Content starts
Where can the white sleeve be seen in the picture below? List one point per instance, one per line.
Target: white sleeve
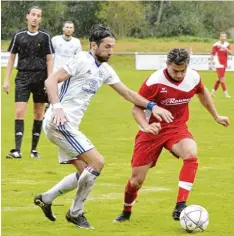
(112, 77)
(53, 40)
(74, 65)
(79, 47)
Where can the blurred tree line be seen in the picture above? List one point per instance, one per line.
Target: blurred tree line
(127, 19)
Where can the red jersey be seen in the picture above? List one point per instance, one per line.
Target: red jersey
(171, 95)
(221, 53)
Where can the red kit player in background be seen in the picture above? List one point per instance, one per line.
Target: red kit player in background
(221, 49)
(171, 88)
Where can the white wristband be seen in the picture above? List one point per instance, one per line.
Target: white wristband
(57, 105)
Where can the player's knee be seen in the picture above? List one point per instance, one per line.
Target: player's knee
(191, 153)
(38, 114)
(136, 181)
(98, 164)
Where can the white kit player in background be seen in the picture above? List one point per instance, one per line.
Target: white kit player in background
(65, 46)
(83, 75)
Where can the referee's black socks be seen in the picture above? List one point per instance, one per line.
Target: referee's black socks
(36, 131)
(19, 132)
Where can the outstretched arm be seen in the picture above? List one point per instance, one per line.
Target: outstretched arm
(51, 85)
(140, 118)
(207, 102)
(138, 100)
(10, 64)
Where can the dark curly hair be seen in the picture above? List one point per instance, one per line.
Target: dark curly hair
(99, 32)
(178, 56)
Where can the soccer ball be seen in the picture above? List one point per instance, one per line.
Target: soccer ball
(194, 218)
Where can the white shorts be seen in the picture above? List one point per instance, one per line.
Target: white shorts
(70, 141)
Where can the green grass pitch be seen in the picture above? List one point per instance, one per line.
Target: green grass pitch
(110, 126)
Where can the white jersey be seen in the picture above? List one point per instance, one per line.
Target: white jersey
(87, 76)
(64, 50)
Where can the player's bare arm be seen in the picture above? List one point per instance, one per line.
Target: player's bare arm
(207, 102)
(50, 64)
(51, 85)
(140, 118)
(135, 98)
(10, 64)
(229, 51)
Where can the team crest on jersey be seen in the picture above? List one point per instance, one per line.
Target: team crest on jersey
(163, 90)
(101, 73)
(93, 84)
(92, 87)
(174, 101)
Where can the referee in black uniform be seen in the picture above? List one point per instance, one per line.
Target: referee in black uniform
(35, 64)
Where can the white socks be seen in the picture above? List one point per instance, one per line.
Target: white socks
(85, 185)
(67, 184)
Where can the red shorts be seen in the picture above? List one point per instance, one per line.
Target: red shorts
(148, 146)
(221, 72)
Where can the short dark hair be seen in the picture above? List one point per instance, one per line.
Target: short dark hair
(99, 32)
(67, 22)
(222, 33)
(178, 56)
(33, 7)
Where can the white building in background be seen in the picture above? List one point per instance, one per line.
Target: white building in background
(231, 31)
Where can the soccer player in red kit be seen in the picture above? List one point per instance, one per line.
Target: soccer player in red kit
(171, 88)
(221, 49)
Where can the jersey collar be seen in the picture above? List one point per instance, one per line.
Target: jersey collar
(32, 33)
(96, 61)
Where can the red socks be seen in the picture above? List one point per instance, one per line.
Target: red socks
(130, 196)
(186, 178)
(216, 85)
(224, 86)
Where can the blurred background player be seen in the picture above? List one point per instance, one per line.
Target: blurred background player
(65, 46)
(35, 63)
(172, 88)
(221, 50)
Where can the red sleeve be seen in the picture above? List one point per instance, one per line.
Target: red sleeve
(214, 50)
(200, 87)
(148, 91)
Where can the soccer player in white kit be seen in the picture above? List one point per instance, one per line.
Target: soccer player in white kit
(65, 45)
(83, 75)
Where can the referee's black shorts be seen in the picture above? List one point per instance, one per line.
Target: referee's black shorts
(31, 82)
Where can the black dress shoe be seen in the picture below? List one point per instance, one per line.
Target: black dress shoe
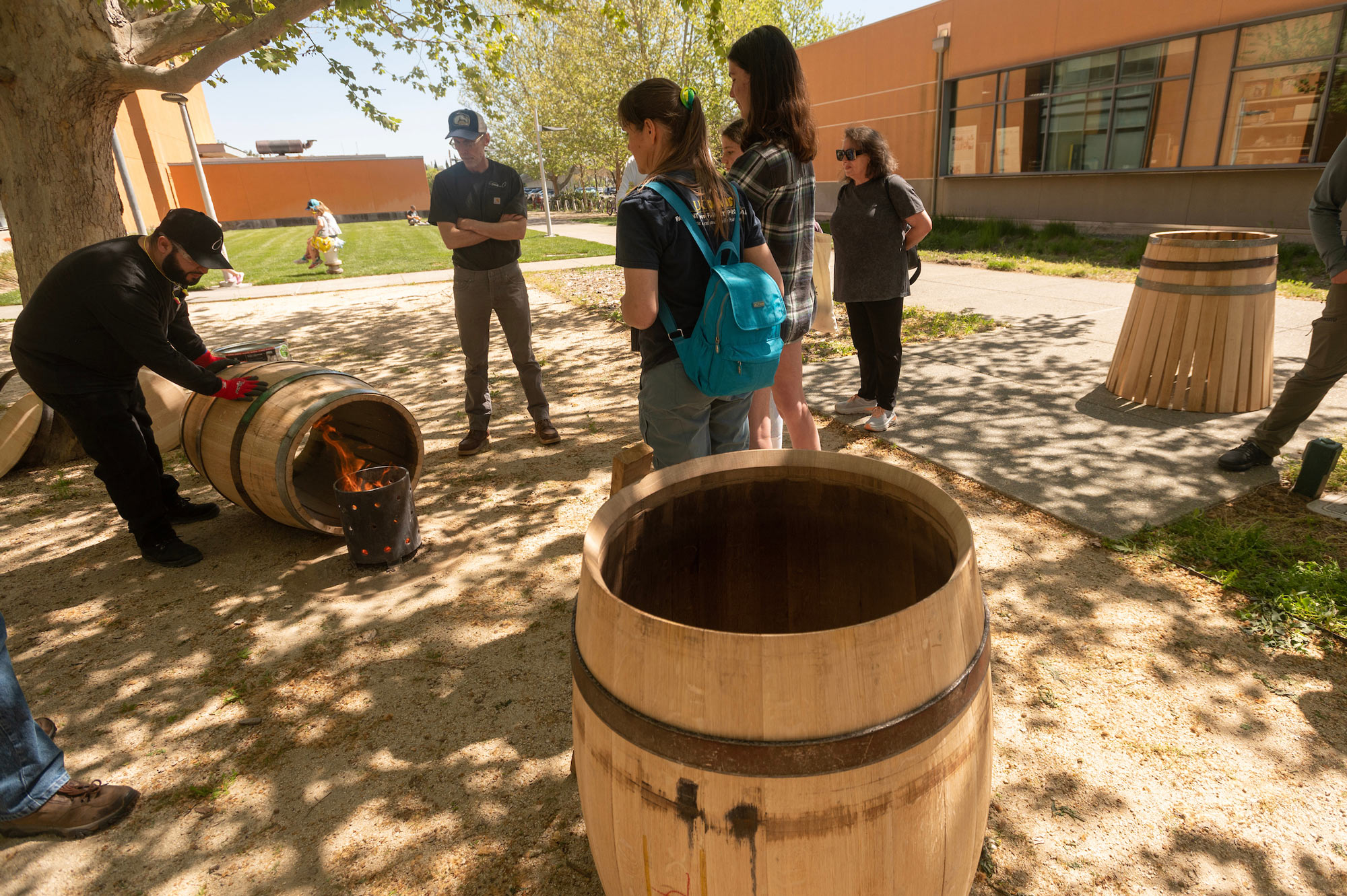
(1247, 456)
(183, 510)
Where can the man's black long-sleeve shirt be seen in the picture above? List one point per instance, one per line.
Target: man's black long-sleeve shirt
(102, 314)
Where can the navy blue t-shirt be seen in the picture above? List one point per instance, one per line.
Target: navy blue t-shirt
(651, 237)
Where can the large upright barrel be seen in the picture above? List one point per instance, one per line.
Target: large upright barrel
(267, 456)
(1200, 329)
(782, 683)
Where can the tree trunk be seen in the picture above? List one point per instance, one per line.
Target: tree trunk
(59, 110)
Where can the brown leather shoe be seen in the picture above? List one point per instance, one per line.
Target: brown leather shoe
(546, 432)
(75, 812)
(475, 442)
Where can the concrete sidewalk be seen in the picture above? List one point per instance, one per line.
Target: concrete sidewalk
(1024, 409)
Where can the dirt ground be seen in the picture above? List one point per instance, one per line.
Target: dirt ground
(413, 726)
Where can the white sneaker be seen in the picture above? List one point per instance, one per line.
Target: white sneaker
(855, 405)
(880, 420)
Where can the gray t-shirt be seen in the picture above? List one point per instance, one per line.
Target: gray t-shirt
(868, 232)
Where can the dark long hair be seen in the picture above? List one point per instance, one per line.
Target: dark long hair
(779, 100)
(874, 144)
(659, 100)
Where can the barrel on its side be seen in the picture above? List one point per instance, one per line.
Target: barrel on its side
(1200, 329)
(266, 455)
(755, 715)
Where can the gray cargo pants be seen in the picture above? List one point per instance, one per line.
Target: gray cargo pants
(1325, 366)
(478, 294)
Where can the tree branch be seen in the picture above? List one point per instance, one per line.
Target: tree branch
(219, 51)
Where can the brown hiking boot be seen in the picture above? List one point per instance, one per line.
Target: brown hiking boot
(473, 442)
(75, 812)
(546, 432)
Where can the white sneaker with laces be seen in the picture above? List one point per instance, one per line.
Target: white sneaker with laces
(880, 420)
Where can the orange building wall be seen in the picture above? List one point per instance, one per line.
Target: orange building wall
(884, 74)
(269, 188)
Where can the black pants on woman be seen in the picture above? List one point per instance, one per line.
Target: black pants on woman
(878, 335)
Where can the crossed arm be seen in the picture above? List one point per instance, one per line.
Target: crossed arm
(467, 232)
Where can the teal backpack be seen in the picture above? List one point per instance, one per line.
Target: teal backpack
(736, 345)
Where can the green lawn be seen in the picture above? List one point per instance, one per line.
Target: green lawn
(374, 248)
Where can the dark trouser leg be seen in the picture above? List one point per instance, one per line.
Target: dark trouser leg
(510, 299)
(114, 428)
(886, 320)
(1325, 366)
(473, 312)
(863, 338)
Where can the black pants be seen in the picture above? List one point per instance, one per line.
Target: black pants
(114, 428)
(878, 335)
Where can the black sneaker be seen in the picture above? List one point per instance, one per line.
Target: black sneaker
(1247, 456)
(168, 549)
(183, 510)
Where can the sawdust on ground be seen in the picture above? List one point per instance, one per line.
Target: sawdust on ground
(414, 727)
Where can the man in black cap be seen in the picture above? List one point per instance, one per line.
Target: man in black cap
(102, 314)
(479, 206)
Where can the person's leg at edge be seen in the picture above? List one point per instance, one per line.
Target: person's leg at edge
(473, 314)
(789, 392)
(1326, 364)
(674, 415)
(32, 767)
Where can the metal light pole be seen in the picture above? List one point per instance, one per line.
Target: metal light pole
(542, 171)
(192, 143)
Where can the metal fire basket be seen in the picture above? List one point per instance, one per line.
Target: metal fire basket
(379, 521)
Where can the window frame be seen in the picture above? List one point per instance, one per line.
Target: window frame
(1338, 57)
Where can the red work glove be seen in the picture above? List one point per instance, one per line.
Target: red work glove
(240, 389)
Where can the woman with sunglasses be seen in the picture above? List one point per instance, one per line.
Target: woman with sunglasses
(777, 176)
(879, 217)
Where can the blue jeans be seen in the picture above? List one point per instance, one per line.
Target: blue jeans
(681, 423)
(32, 767)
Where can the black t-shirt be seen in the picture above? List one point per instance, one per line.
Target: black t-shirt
(460, 193)
(102, 314)
(651, 237)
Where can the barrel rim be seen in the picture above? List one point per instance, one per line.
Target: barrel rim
(626, 502)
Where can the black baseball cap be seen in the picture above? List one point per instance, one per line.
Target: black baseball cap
(199, 234)
(467, 124)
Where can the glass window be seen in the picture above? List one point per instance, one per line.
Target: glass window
(1078, 132)
(1288, 39)
(1158, 61)
(1085, 71)
(1272, 114)
(1028, 82)
(1148, 125)
(972, 92)
(1020, 137)
(971, 140)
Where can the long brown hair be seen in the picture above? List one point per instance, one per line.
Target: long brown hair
(659, 100)
(779, 98)
(874, 144)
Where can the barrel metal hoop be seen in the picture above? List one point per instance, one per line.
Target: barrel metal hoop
(282, 481)
(1252, 289)
(1240, 264)
(236, 447)
(1214, 244)
(785, 758)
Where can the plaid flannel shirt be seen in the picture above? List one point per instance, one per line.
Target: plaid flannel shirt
(782, 193)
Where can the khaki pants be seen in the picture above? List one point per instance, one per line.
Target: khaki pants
(1325, 366)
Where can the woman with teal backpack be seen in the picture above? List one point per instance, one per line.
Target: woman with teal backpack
(670, 230)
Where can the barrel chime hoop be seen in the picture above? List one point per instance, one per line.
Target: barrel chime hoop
(236, 447)
(282, 479)
(785, 758)
(1240, 264)
(1252, 289)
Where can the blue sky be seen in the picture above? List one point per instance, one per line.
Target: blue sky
(309, 104)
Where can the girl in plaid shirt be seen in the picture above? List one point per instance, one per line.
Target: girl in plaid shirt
(777, 175)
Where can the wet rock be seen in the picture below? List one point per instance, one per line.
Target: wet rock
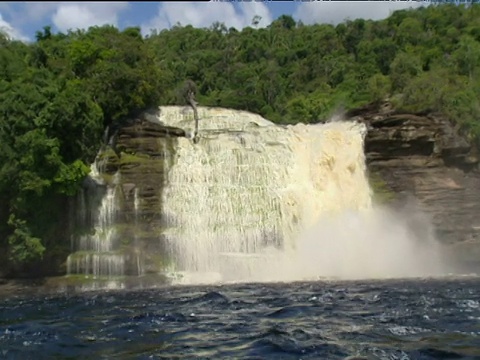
(427, 158)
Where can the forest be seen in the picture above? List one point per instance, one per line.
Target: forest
(61, 92)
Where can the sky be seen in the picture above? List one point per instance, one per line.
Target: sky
(20, 20)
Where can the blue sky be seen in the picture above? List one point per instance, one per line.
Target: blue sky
(21, 19)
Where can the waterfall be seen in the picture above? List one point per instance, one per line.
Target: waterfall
(254, 201)
(250, 201)
(95, 253)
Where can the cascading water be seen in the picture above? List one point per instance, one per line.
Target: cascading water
(95, 253)
(253, 201)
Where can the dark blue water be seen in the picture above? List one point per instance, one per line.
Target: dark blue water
(401, 319)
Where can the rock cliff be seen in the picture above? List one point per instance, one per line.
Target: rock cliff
(415, 156)
(423, 157)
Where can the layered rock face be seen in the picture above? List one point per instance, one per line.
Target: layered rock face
(136, 165)
(423, 158)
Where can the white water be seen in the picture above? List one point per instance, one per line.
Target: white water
(257, 202)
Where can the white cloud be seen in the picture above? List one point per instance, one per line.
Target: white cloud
(334, 12)
(204, 14)
(10, 31)
(82, 15)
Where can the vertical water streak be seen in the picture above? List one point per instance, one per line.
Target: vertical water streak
(238, 200)
(95, 253)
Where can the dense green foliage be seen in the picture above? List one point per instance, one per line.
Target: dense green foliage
(59, 93)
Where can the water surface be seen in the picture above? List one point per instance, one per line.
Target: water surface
(395, 319)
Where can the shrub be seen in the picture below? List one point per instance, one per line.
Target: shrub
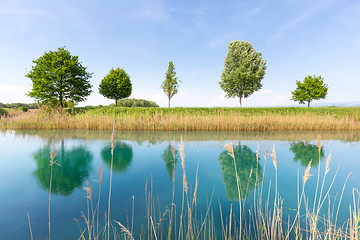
(3, 113)
(132, 102)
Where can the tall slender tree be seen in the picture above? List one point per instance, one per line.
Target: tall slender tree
(171, 84)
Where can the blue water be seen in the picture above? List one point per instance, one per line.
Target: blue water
(141, 157)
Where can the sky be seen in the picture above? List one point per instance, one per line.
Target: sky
(296, 38)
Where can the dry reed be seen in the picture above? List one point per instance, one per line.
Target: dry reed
(190, 120)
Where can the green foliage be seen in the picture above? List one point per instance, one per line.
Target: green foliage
(306, 152)
(170, 156)
(116, 85)
(3, 113)
(59, 76)
(132, 102)
(123, 154)
(313, 88)
(243, 71)
(75, 166)
(170, 86)
(246, 162)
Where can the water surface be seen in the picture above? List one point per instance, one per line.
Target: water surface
(145, 157)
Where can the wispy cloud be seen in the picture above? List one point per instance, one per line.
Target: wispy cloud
(152, 10)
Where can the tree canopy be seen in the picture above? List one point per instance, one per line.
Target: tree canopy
(116, 85)
(123, 154)
(171, 84)
(243, 71)
(57, 77)
(312, 88)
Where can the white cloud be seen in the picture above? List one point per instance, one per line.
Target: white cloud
(152, 10)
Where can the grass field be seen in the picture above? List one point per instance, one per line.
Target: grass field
(189, 119)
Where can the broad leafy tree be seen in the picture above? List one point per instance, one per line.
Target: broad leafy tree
(243, 71)
(58, 77)
(171, 84)
(248, 170)
(312, 88)
(116, 85)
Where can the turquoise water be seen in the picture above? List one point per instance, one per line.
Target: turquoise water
(141, 157)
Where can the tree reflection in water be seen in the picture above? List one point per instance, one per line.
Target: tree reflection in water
(123, 154)
(170, 157)
(306, 152)
(75, 165)
(246, 163)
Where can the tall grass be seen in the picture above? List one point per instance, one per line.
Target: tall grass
(193, 119)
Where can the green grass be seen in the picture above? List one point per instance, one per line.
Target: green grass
(191, 119)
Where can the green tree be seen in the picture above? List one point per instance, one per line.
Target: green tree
(57, 77)
(123, 154)
(313, 88)
(170, 86)
(116, 85)
(75, 166)
(243, 71)
(170, 157)
(246, 163)
(306, 152)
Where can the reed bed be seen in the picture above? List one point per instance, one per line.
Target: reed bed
(193, 119)
(262, 217)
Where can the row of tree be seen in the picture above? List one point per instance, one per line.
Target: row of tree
(60, 77)
(75, 165)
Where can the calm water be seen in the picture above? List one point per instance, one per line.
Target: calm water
(140, 157)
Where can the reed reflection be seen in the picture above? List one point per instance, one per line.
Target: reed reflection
(75, 166)
(123, 155)
(306, 152)
(248, 169)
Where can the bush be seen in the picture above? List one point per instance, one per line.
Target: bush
(3, 113)
(132, 102)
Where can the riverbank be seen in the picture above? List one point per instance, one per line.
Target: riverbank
(190, 119)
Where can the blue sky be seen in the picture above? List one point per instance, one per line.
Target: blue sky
(296, 38)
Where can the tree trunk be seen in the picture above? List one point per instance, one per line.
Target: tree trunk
(61, 102)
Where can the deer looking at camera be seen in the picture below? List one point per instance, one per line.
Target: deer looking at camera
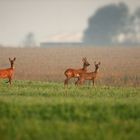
(8, 73)
(75, 73)
(89, 76)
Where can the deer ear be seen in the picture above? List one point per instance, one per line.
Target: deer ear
(83, 59)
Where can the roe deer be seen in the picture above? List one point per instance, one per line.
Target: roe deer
(8, 73)
(75, 73)
(89, 75)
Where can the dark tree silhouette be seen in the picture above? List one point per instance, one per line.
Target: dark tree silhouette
(106, 23)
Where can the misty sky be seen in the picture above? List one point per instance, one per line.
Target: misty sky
(49, 20)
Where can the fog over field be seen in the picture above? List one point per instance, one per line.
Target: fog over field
(120, 66)
(97, 22)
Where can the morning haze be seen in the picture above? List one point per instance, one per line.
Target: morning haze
(58, 21)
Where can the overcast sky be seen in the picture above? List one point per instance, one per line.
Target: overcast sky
(49, 20)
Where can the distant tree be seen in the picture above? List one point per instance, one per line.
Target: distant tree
(107, 22)
(29, 40)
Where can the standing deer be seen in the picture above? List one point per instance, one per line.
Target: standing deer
(75, 73)
(89, 76)
(8, 73)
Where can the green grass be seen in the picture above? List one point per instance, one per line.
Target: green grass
(48, 111)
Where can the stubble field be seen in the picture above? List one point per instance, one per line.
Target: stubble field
(37, 106)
Content ends
[What you need to do]
Can you repeat, word for word, every line above from the one containing "Target: blue water" down to the one containing "Where can the green foliage", including both?

[Result]
Target: blue water
(141, 157)
Where can the sky be seen in the picture above? List one point per instance, one per line.
Target: sky
(296, 38)
Where can the dry reed be seen in the picture above? List one point per instance, one per line.
Target: dry reed
(190, 120)
Where can the green foliage be seen in the picture above? List one point per instance, one per line.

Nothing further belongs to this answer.